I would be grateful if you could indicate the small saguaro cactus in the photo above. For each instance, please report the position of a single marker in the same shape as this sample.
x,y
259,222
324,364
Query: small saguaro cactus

### What you have to do
Please format the records above as a JSON list of strings, with one string for each line and blank lines left out.

### Output for this exercise
[
  "I would be grateful if you could indicate the small saguaro cactus in the photo above. For each instance, please report the position of a single marker in the same shape as this sample.",
  "x,y",
  "259,222",
  "324,364",
  "Query: small saguaro cactus"
]